### ACTIVITY 1
Rewrite the lines of the records as a numbered list, starting with the line that contains "Every <instance> holds" and going on through the line that contains "positive clicks: (598, 644)", and leave out any blank lines.

### SOURCE TEXT
%%

WASHINGTON, August 2, 2014 — CIA director John Brennan is in the business of keeping secrets. And so, it was in secret that Brennan apologized to Senate worthies last Thursday for his agency’s hacking into computers employed by congressional watchers to watch, well, Brennan’s watchers.
Last March, Brennan denied that his agency spied on the world’s most exclusive club. “As far as allegations of hacking into Senate computers, nothing could be further from the truth,” said Brennan in remarks made before the Council on Foreign Relations. “We wouldn’t do that. I mean, that’s just beyond the scope of reason.”
It seems no one is secure from the “scope” of government snooping. Not even the government.
Since former NSA contractor Edward Snowden revealed the existence of a massive domestic surveillance program (PRISM), a majority of Americans now feel their freedoms are endangered. A Gallup survey released last December found 72% of respondents believe “big government” is “the biggest threat to the country in the future.” And the Pew Research Center found that those polled among “22 of 36 countries surveyed… are significantly less likely to believe the U.S. government respects the personal freedoms of its citizens.”
This is quite an accomplishment for our current president who condemned his predecessor at a 2007 campaign fundraiser, saying, “I was a constitutional law professor, which means unlike the current president, I actually respect the Constitution.”
President Obama, like most American politicians, pays lip service to the document he swore to “preserve, protect and defend.”
In his book “On Constitutional Disobedience,” Louis Michael Seidman says Americans should question the authority of constitutional constraints on government.
“As free citizens, we have a right to be provided with a reason before such power is exercised. But people exercising the power of constitutionalism are usually excused from obligation to provide reasons for why we should be bound by constitutional commitments… We could all embrace the Constitution if we read it as a work of art, designed to evoke a mood or emotion, rather than as a legal document commanding specific outcomes.”
That, unfortunately, is the prevailing view among the leaders of America’s two major political parties.
Tea Party candidates have distinguished themselves from the herd by proclaiming the merits of the Constitution’s limited, enumerated powers.
Ben Sasse, a Tea Party favorite, who won Nebraska’s GOP primary for U.S. Senate last May, accused President Obama of igniting a “constitutional crisis” by amending his signature health care law through executive action.
“He can’t fix part of a law that he doesn’t like by fiat,” Sasse insisted. “Our president is not a king. He doesn’t get to make decrees. He doesn’t even have a line item veto under our current system of government. The only branch of government, under our Constitution, that has any power to change this law is the Congress. This debate is no longer only about health care, but has become much larger. It has morphed into a battle over transforming our constitutional system of separate, co-equal branches of government. This is about whether or not the Congress will cede its constitutional power to a runaway executive branch in a way that our Founders never intended and would not understand.”
Seven days before defeating GOP House Majority Leader Eric Cantor, Republican primary challenger Dave Brat told a gathering of supporters, “The rule of law is broken. We are a nation of laws, not a nation of men. I’m running on constitutional principles, and specifically, the Tenth Amendment, [which] has been overrun. There are certain enumerated powers in the Constitution allowed for the federal government. We need to bring everything else back down to the states.”

%%

### ACTIVITY 2
In the article about the CIA director's apology to senators, what share of respondents in the Gallup survey saw "big government" as the biggest threat to the country in the future?

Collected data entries

%%

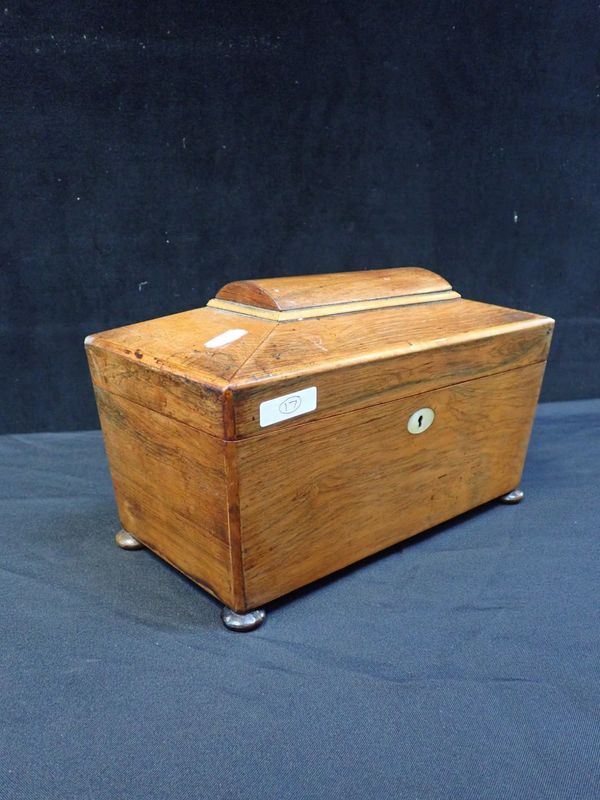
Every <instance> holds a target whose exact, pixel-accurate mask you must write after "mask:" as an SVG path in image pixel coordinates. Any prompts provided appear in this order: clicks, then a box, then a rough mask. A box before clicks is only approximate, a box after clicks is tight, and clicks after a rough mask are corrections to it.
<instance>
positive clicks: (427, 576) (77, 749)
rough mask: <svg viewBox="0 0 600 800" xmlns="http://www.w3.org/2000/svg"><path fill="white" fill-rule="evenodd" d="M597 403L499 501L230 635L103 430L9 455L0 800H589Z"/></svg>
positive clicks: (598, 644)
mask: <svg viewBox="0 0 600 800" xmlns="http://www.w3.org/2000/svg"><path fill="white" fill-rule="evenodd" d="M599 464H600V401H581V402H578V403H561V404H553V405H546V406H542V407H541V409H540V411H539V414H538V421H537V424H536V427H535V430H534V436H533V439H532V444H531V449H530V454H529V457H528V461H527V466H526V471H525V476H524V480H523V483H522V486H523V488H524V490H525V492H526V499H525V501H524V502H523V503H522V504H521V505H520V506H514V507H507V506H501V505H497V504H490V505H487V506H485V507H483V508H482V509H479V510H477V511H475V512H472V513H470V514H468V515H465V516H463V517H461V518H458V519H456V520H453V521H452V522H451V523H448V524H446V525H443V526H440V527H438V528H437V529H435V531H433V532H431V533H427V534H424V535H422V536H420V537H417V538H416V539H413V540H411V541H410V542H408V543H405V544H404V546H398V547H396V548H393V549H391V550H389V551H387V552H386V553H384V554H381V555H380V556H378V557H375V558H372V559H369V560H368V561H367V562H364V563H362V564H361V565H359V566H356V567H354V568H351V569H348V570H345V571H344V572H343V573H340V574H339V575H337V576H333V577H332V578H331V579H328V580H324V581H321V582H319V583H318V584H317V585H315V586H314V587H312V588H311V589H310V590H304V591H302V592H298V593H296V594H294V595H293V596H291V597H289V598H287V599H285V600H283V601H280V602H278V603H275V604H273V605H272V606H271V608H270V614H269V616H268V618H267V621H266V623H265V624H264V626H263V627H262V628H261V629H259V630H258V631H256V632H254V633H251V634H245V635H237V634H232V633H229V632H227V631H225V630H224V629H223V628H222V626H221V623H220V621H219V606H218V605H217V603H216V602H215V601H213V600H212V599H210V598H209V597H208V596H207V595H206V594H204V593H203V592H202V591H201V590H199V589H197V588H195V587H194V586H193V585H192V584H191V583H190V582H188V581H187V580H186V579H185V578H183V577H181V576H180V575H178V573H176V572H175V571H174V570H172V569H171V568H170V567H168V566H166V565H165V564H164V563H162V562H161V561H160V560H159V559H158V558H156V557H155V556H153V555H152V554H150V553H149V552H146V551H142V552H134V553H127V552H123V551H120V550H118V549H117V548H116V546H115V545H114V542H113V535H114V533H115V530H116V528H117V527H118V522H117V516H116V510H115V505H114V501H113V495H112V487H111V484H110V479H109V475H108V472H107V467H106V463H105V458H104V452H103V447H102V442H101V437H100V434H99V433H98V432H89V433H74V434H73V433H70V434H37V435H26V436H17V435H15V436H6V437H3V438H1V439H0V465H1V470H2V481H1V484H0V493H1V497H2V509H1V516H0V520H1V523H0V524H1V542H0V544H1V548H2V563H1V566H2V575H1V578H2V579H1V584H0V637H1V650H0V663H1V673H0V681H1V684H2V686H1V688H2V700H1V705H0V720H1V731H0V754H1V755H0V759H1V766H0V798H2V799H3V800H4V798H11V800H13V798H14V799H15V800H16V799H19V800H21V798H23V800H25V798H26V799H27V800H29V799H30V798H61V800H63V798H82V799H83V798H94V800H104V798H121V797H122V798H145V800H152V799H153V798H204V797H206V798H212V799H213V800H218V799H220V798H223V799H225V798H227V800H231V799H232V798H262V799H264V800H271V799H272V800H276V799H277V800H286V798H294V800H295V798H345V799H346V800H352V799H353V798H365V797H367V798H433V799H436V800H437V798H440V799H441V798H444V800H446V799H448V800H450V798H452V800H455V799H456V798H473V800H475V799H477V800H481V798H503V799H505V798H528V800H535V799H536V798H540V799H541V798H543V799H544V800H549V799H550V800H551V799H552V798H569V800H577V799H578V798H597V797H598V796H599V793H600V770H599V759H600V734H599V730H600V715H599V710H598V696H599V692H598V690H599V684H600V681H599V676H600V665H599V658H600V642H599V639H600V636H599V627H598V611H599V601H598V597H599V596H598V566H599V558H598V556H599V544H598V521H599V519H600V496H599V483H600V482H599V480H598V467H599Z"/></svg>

%%
%%

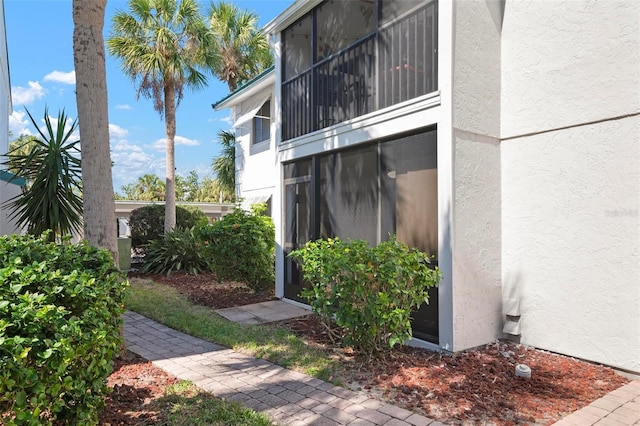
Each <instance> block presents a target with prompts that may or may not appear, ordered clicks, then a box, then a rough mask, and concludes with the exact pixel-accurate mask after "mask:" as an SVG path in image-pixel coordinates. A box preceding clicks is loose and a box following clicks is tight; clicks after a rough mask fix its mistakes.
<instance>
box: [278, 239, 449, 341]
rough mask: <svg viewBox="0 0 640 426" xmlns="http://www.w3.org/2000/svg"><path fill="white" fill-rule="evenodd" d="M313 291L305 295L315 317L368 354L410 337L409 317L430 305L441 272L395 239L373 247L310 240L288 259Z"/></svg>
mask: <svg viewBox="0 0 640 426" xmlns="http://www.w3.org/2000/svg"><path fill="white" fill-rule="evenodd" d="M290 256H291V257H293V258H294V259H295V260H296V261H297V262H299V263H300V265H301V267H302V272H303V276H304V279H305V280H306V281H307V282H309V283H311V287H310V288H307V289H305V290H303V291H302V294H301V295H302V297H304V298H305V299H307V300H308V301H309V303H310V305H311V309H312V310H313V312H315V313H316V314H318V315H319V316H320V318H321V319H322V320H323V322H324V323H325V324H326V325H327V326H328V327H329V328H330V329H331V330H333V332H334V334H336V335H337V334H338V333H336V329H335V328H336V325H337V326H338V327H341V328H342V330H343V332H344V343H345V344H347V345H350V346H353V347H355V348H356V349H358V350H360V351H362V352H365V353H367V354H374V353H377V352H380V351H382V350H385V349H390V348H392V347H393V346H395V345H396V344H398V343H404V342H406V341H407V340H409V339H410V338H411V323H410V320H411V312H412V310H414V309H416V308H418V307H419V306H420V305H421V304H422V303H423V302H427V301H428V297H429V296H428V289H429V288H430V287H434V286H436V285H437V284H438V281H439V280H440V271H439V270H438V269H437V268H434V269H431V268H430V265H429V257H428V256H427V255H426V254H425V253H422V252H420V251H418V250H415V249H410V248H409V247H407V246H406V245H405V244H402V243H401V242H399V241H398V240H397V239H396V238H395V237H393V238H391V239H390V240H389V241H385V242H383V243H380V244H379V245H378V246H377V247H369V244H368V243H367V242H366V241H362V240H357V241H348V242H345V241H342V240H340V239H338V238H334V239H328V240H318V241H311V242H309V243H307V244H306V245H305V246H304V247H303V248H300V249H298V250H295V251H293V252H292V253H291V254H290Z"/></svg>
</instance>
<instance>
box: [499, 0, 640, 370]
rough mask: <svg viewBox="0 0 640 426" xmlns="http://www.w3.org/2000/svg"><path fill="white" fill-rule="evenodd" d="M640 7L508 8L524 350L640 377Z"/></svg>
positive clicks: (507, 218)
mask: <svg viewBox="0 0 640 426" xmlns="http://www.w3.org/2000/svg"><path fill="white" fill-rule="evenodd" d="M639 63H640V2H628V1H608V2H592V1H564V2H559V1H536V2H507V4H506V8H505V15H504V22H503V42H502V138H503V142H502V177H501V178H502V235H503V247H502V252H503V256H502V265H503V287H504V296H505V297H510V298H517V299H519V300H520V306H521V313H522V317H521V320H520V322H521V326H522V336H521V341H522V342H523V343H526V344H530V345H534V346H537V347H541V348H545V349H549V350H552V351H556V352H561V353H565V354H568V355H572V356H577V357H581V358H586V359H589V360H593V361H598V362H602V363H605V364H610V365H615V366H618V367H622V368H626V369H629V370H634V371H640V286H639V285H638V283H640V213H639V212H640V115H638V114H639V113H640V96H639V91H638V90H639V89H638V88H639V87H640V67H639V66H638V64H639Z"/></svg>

%%
%%

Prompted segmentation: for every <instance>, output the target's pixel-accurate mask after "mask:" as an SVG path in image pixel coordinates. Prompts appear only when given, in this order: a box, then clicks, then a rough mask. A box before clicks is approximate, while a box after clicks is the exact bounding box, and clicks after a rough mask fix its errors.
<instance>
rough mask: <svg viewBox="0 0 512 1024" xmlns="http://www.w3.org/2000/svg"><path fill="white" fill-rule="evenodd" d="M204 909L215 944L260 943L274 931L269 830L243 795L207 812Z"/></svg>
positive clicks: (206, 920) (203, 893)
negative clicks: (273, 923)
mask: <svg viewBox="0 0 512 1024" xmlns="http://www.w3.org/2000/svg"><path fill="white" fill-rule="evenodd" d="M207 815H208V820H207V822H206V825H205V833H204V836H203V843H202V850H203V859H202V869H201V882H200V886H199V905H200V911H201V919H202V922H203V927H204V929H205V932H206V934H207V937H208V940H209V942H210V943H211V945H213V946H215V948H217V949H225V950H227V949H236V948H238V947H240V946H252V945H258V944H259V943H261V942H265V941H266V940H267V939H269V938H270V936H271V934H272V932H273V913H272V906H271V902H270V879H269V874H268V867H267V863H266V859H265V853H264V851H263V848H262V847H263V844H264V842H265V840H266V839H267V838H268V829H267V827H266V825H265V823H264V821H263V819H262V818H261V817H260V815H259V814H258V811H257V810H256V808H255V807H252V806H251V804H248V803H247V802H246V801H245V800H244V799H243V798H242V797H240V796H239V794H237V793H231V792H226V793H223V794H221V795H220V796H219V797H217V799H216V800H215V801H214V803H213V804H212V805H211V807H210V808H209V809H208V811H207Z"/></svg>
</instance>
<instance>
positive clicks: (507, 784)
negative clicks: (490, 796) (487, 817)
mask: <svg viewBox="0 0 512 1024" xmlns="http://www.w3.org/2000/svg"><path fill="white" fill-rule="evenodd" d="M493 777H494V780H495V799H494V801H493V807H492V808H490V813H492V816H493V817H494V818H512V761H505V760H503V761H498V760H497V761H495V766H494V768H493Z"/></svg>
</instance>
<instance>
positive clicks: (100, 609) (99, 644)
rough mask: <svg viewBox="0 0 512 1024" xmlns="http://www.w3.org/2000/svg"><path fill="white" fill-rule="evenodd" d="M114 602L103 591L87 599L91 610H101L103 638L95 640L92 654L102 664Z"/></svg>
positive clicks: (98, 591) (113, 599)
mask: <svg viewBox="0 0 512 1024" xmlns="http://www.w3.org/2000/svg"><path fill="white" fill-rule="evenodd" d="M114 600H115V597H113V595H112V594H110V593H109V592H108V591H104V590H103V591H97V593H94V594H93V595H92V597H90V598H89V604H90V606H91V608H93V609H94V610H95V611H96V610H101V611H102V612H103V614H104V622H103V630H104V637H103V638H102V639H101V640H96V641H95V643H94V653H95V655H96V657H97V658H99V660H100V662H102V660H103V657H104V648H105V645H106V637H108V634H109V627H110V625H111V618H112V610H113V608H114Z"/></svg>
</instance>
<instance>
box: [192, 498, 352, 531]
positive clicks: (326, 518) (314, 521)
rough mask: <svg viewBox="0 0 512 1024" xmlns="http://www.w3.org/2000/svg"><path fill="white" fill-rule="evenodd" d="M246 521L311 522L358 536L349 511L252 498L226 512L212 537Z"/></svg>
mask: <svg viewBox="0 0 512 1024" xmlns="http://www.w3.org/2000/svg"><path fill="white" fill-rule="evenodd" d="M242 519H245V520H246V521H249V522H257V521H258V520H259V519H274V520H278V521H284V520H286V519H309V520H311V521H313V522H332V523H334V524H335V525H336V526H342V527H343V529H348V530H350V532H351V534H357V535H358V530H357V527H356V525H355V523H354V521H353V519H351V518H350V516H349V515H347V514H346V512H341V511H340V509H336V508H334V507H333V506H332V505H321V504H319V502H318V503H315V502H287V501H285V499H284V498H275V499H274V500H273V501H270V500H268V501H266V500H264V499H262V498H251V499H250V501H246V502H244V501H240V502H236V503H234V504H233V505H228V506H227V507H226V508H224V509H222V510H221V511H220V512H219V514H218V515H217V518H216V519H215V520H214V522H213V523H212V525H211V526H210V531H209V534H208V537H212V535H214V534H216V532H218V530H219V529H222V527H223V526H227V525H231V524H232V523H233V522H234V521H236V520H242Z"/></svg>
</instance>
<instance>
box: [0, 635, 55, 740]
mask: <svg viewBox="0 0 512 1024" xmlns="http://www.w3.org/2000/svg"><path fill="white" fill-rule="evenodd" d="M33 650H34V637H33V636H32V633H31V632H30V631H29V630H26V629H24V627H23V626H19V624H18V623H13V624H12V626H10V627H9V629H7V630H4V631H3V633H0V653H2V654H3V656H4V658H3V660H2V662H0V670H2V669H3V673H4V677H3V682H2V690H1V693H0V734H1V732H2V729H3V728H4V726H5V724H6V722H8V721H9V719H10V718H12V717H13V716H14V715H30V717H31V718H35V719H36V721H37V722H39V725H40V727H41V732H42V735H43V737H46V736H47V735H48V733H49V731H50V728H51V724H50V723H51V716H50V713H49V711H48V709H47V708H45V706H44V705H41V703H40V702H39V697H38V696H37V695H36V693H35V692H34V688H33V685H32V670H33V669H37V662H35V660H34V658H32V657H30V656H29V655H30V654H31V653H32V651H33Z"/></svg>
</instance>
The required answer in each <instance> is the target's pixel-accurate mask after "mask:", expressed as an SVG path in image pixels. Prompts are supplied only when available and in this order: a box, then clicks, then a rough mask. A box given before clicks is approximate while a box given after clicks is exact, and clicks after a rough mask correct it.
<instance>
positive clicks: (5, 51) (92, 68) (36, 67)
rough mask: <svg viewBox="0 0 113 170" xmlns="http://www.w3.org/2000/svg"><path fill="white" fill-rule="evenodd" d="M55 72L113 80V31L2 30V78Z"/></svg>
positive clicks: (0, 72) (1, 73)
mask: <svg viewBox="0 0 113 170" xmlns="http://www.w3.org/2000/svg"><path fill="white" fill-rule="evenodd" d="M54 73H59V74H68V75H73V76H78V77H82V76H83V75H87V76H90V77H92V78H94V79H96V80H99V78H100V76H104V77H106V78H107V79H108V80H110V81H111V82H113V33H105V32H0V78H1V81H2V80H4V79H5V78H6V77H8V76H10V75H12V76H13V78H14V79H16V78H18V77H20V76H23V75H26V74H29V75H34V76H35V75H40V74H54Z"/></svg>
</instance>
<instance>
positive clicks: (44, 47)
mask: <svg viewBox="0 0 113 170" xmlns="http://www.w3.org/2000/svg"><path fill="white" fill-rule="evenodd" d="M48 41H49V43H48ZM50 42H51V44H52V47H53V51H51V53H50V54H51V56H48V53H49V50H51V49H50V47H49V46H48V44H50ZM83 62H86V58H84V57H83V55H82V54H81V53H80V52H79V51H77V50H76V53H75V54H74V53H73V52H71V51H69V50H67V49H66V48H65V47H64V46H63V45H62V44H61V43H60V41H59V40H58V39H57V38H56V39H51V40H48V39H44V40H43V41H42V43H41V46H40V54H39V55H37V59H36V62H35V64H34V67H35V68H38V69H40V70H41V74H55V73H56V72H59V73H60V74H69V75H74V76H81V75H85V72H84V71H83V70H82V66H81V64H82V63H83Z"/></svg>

%%

### EXERCISE RESULT 1
1. Every <instance> holds a target whose exact, pixel-accurate mask you must write after "mask:" as an SVG path in image pixel coordinates. Any prompts provided appear in this order: clicks, then a box, then a rough mask. A box before clicks is only approximate, a box after clicks is tight, and clicks after a rough mask are corrections to it.
2. <instance>
3. positive clicks: (427, 576) (77, 749)
4. rough mask: <svg viewBox="0 0 600 800" xmlns="http://www.w3.org/2000/svg"><path fill="white" fill-rule="evenodd" d="M597 403L499 501L230 635L103 430L9 455L0 800H589Z"/></svg>
5. positive clicks: (598, 644)

### EXERCISE RESULT 2
72% of respondents.